Not waiting for Washington to decide, the Northern Alliance forces marched on Kabul on their own initiative. In a desperate broadcast to his fleeing troops, Taliban leader Mullah Omar reportedly warned them to stop “behaving like chickens.” It was to no avail. When Northern Alliance forces first set foot in the city, on November 13, 2001, they met little resistance. All that remained of the Taliban’s defenders in their former seat of power was a group of a dozen or so fighters hiding out in a city park. Just five weeks after our air strikes had begun, Afghanistan’s capital city was under the control of Northern Alliance forces. I was relieved. When I conveyed the news to the President, he was eager to see the offensive continue.

Soon anti-Taliban forces gained control of many areas in eastern Afghanistan, including the city of Jalalabad that straddled the important route leading to the Khyber Pass and Pakistan. Al-Qaida leader Mohammad Atef, a deputy to bin Laden, was killed in an air strike. The remaining Taliban forces were being driven farther and farther south, toward Kandahar, a city of some three hundred thousand people that had become a way station for the most hard-core enemy fighters. There the Taliban would make its stand. A small contingent of U.S. Marines, under the command of a gruff and brilliant warrior, Brigadier General James Mattis, bolstered our presence in southern Afghanistan. The focus of the campaign now turned to an Afghan fighter who would be charged with taking Kandahar.

Dataset section:

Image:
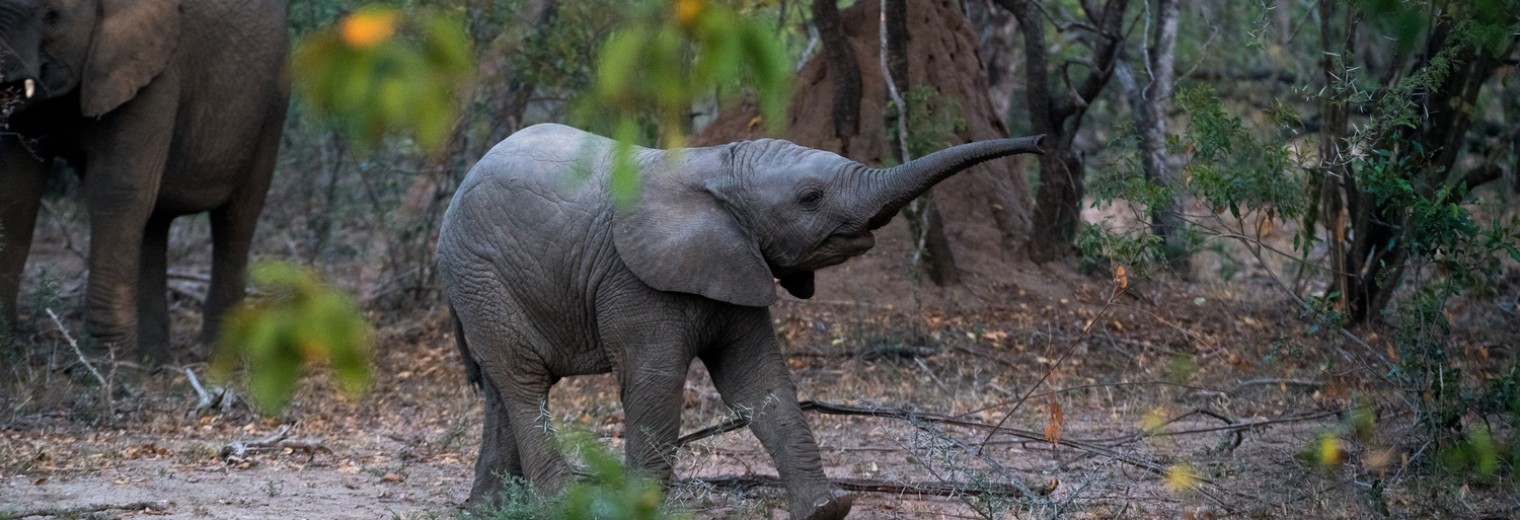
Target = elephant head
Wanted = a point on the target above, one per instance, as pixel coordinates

What the exercise asks: Retype the passage on the Afghanistan campaign word for word, from "Soon anti-Taliban forces" to "with taking Kandahar.".

Task answer:
Soon anti-Taliban forces gained control of many areas in eastern Afghanistan, including the city of Jalalabad that straddled the important route leading to the Khyber Pass and Pakistan. Al-Qaida leader Mohammad Atef, a deputy to bin Laden, was killed in an air strike. The remaining Taliban forces were being driven farther and farther south, toward Kandahar, a city of some three hundred thousand people that had become a way station for the most hard-core enemy fighters. There the Taliban would make its stand. A small contingent of U.S. Marines, under the command of a gruff and brilliant warrior, Brigadier General James Mattis, bolstered our presence in southern Afghanistan. The focus of the campaign now turned to an Afghan fighter who would be charged with taking Kandahar.